-------- KUTIPAN TEKS

Ikuti Kami

'Pil Pahit' Kebijakan Rusun DKI Jakarta, Legislator Kecewa 

Kenaikan harga sewa rusunawa efektif berlaku per 1 Oktober 2018.

'Pil Pahit' Kebijakan Rusun DKI Jakarta, Legislator Kecewa 
Ilustrasi. Salah satu rusunawa yang dibangun Ahok.

Bak pepatah lama mengatakan: habis manis sepah dibuang. Itulah yang saat ini tengah dirasakan masyarakat DKI Jakarta yang selama ini telah menikmati hasil pembangunan rumah susun yang sehat dan murah di era Gubernur DKI Jakarta Basuki Tjahaja Purnama alias Ahok dan kemudian dilanjutkan oleh Djarot Saiful Hidayat.

----------------
-------- BARIS DATA

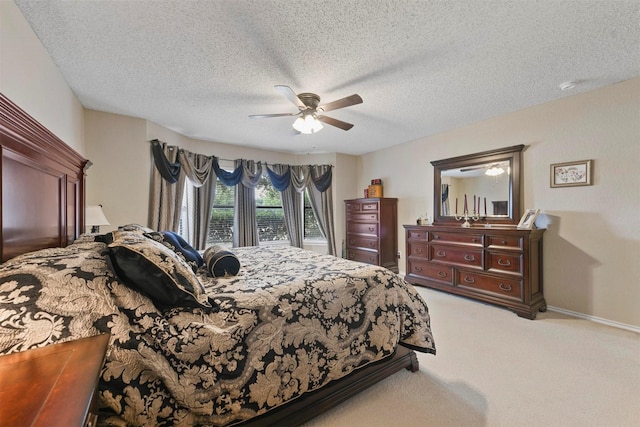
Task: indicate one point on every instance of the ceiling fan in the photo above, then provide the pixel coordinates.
(493, 169)
(310, 112)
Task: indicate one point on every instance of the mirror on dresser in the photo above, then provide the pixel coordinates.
(491, 178)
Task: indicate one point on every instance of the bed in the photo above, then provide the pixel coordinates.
(292, 334)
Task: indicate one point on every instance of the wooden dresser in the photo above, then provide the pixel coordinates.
(54, 385)
(372, 231)
(498, 265)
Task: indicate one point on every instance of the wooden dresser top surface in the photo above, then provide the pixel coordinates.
(51, 385)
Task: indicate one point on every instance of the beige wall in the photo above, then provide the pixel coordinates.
(593, 233)
(30, 78)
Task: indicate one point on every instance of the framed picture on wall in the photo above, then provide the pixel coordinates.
(571, 174)
(528, 219)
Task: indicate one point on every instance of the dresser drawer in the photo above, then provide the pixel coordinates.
(504, 261)
(362, 228)
(418, 249)
(414, 234)
(500, 286)
(435, 272)
(362, 242)
(456, 255)
(516, 242)
(468, 238)
(363, 217)
(363, 256)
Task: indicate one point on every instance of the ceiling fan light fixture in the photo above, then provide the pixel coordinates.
(494, 170)
(307, 124)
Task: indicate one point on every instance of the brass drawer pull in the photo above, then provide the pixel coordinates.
(504, 287)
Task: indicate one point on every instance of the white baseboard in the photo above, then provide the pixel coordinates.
(596, 319)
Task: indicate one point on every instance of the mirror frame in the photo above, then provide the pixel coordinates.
(512, 154)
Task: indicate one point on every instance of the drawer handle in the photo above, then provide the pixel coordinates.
(505, 287)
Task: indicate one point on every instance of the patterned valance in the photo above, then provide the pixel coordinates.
(199, 171)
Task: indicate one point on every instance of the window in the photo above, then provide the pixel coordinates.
(269, 213)
(221, 220)
(311, 227)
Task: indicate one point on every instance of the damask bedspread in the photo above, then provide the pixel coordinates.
(290, 322)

----------------

SOAL 1
Tuliskan semua nama orang dalam kutipan teks tentang rusun DKI Jakarta, termasuk nama panggilan.
SOAL 2
Lanjutkan tulisan tentang kebijakan rusun DKI Jakarta itu mulai setelah kalimat terakhirnya.

HASIL 1
Basuki Tjahaja Purnama, Ahok, Djarot Saiful Hidayat

HASIL 2
Warga miskin Ibukota yang selama ini tidak memiliki tempat tinggal dan hanya hidup di bantaran kali sungai Ciliwung yang membelah wilayah Ibukota DKI Jakarta, kala itu mendapatkan sebuah harapan besar yang bersinar dengan didirikannya puluhan ribu rumah susun oleh Ahok dengan biaya sewa per bulannya yang amat murah. Itupun untuk biaya kebersihan dan keamanan yang memang dibutuhkan oleh penghuni setempat.

Baca: Tarif Rusun Naik, Revitalisasi Batal, Legislator Kesal

Ahok kala itu telah menghitung bahwa untuk membangun 1 unit rumah susun itu bisa seharga Rp 200 juta-250 juta. Namun Ahok tak akan menjualnya melainkan menyewakannya alias dengan skema Rusunawa (Rumah Susun Sederhana Sewa).

Meski berjudul sewa, menurut Ahok, sebenarnya masyarakat yang menghuni rusun hanya akan dibebankan biaya sebesar Rp 5.000- Rp 15.000/hari saja. Biaya itu dibayarkan untuk biaya pemeliharaan dan kebersihan.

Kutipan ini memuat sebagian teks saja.